EXERCISE DETAILS:
Find the word "shaped" in the data below and copy each line that holds it.

EXTRACTED DATA:
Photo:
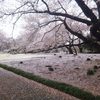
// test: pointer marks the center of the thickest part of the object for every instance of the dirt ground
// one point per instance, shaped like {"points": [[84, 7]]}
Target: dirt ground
{"points": [[68, 68]]}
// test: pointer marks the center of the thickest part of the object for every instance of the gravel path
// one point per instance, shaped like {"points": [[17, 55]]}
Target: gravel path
{"points": [[15, 87]]}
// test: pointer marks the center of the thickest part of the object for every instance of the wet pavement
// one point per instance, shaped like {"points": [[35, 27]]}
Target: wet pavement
{"points": [[15, 87]]}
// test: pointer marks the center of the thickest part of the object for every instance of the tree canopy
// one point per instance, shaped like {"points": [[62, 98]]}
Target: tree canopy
{"points": [[57, 13]]}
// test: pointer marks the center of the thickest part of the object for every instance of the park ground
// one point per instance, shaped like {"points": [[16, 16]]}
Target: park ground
{"points": [[67, 68]]}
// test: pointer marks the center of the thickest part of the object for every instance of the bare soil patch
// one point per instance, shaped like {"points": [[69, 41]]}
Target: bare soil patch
{"points": [[67, 68]]}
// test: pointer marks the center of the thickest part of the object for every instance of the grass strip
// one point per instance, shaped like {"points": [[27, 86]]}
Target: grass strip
{"points": [[66, 88]]}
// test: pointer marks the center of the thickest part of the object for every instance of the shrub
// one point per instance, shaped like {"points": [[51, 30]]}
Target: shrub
{"points": [[90, 72], [50, 69]]}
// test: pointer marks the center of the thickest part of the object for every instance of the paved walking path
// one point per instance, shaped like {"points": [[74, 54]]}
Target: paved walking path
{"points": [[15, 87]]}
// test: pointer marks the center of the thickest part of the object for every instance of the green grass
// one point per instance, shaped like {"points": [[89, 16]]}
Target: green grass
{"points": [[66, 88]]}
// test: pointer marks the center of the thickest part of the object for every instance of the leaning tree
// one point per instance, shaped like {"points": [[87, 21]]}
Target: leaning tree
{"points": [[56, 11]]}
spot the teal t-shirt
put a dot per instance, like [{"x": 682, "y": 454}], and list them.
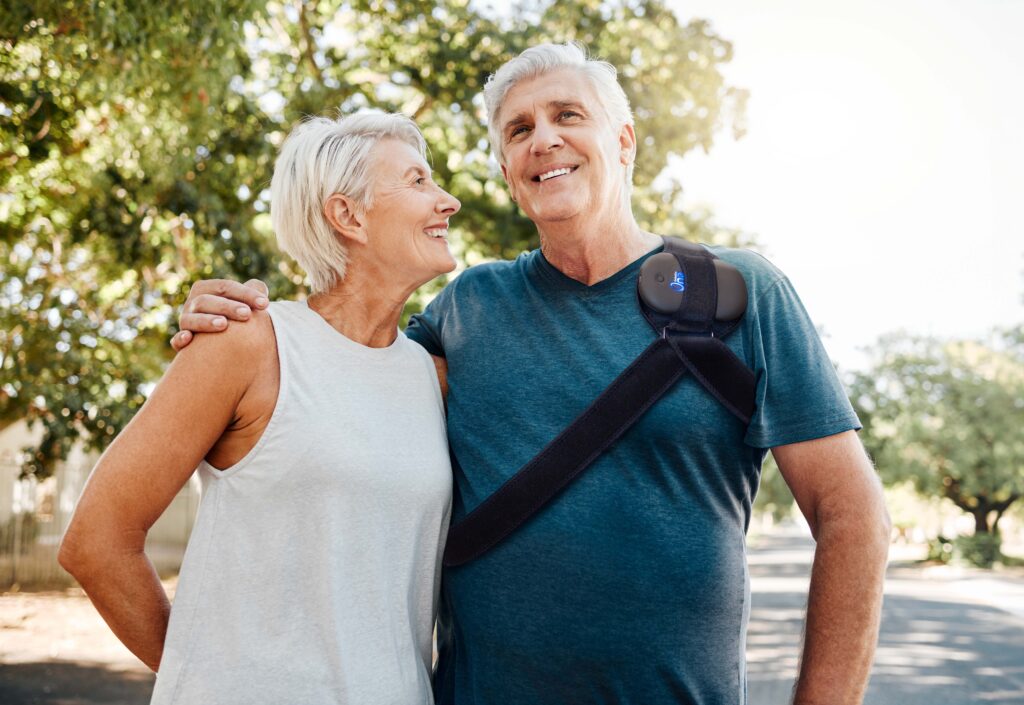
[{"x": 631, "y": 586}]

SOLUTION TO THIS TASK:
// one point per instance, shaped like {"points": [[84, 7]]}
// one point per instance, shaped like {"points": [[17, 55]]}
// one point per instance, shaped like {"points": [[35, 27]]}
// one point per instance, shaped like {"points": [[62, 98]]}
// one point per instance, shaped like {"points": [[16, 16]]}
// one point per instance, shaped like {"points": [[69, 41]]}
// one point per instance, shaped like {"points": [[27, 86]]}
// one point per instance, shaped like {"points": [[51, 30]]}
// one point per instance, shaped like {"points": [[74, 54]]}
// one point per instance, shaped like {"points": [[89, 16]]}
// one point per instance, shaped like {"points": [[87, 21]]}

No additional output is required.